(GIVEN TASK) Can you copy out, word for word, every line of text in the items below, leaving out the pictures?

(INFORMATION PROVIDED)
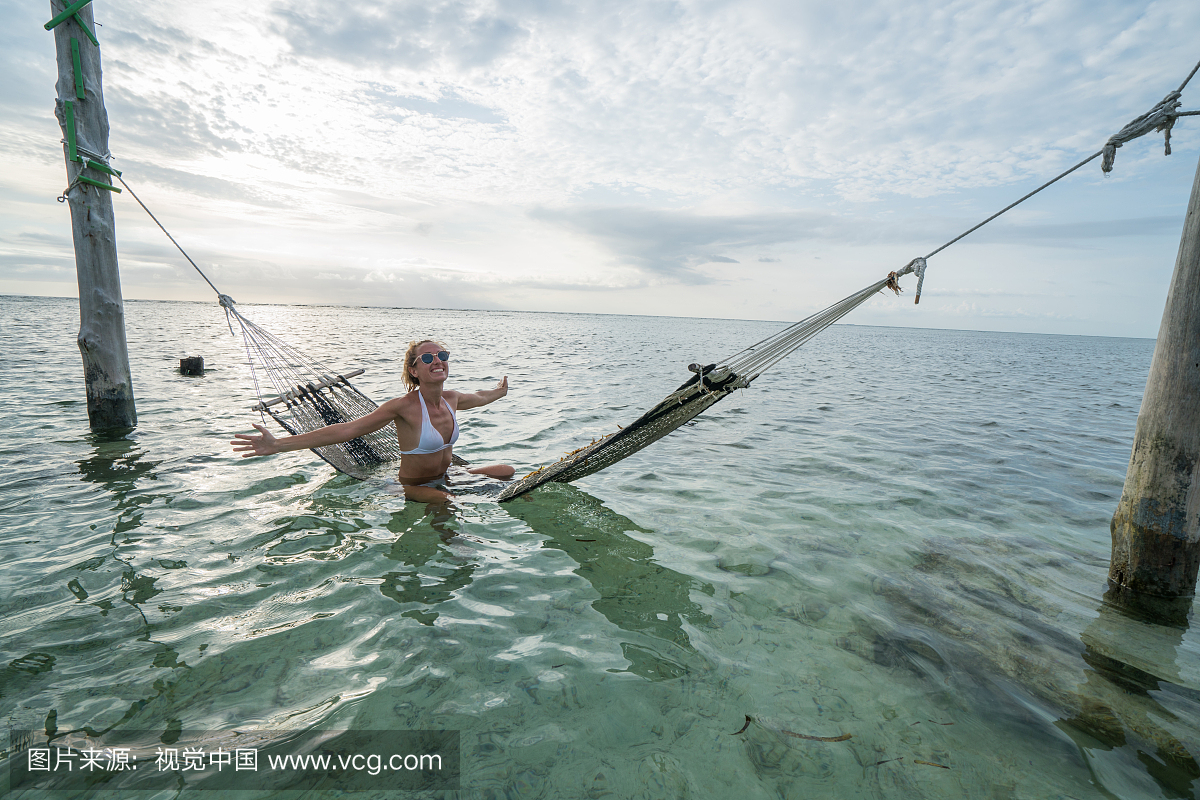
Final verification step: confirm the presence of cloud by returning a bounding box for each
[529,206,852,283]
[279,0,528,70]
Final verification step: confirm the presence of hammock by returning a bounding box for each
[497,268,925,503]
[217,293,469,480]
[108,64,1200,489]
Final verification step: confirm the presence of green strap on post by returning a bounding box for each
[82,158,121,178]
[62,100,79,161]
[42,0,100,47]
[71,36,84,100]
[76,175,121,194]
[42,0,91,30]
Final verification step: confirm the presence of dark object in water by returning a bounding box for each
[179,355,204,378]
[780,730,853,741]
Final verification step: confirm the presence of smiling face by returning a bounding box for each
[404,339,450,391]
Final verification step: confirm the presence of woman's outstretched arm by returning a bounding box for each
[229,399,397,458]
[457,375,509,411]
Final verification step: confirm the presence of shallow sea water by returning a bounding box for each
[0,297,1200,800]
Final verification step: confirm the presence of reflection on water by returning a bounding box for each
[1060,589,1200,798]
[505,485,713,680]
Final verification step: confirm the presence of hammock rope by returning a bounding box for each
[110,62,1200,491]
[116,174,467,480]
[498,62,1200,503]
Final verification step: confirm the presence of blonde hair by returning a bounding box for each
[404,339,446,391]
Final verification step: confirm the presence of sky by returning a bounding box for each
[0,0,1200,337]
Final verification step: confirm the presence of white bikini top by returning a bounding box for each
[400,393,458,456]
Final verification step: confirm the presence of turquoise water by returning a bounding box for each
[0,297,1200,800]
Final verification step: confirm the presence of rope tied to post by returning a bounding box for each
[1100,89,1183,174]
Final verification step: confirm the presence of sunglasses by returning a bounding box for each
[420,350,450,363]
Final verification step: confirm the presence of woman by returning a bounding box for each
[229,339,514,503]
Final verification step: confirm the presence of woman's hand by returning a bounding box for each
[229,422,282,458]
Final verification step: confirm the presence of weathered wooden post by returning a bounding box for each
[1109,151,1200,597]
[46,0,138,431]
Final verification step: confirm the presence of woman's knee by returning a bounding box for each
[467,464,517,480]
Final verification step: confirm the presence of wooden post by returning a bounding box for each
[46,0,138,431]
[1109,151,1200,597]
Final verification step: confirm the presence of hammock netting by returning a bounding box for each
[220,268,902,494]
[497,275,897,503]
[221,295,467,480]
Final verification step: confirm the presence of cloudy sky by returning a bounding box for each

(SOLUTION FOR THIS TASK)
Final verification step: confirm the presence of cloud by returning a bounding box for each
[529,206,852,283]
[279,0,528,70]
Final verification step: confirm the presence of hammock by returning a bounding box for each
[497,268,925,503]
[217,293,469,480]
[108,64,1200,489]
Final verification step: confirm the presence of green strap on post by returning a bounding box for each
[82,158,121,178]
[62,100,79,161]
[42,0,100,47]
[71,36,84,100]
[76,175,121,194]
[42,0,91,30]
Final verification step: confirm the presence of dark object in water by returning a bounding box for each
[179,355,204,378]
[780,730,853,741]
Final verification step: confirm the presence of smiling face by returning a bounding box for each
[404,339,450,391]
Final verification step: confirm the presence of woman's outstretched arm by returning a bounding box for each
[229,399,397,458]
[457,375,509,411]
Final verification step: confirm the presence of shallow sea water by returning a bounding box for each
[0,297,1200,800]
Final verification step: confirm the presence of reflection on water by returning a bounding box for each
[1060,589,1200,798]
[505,485,713,680]
Final verification step: confirm the presence of hammock rope by returning a bounding box for each
[110,62,1200,491]
[116,174,467,480]
[498,62,1200,503]
Final verification step: confirm the presence of blonde hair by returning a bounding box for each
[404,339,446,391]
Final verification step: confirm the presence of sky by returning a bounding box for each
[0,0,1200,337]
Final verification step: confirm the presence of white bikini top by returning a bounding box for each
[400,393,458,456]
Final verification step: confirm the presence of turquoise water by returning a bounding box for each
[0,297,1200,800]
Final verification step: confirm the presence of rope tied to post by returning a bounding box for each
[1100,89,1183,174]
Final verification step: confirm the presence of sunglasses by returning a bounding box for each
[420,350,450,363]
Final verification step: confirm the presence of woman by returning a bounding box for each
[229,339,514,503]
Final verification step: confirm the presence of woman's hand by returning a bounding box for each
[229,422,282,458]
Final verification step: confirm the presence of weathered wooden post by returning a bounding box for each
[1109,151,1200,597]
[46,0,138,431]
Final verification step: confirm the presence of woman's knee by returning a bounding box for each
[467,464,517,480]
Final verification step: confirm the presence of wooden post by returning a bounding box for each
[46,0,138,431]
[1109,151,1200,597]
Final verification step: confirm the presence of hammock netting by returning a bounding box for each
[220,268,902,494]
[497,275,897,503]
[221,295,467,480]
Final verification step: confirm the presence of cloudy sky by returning a bounding box for each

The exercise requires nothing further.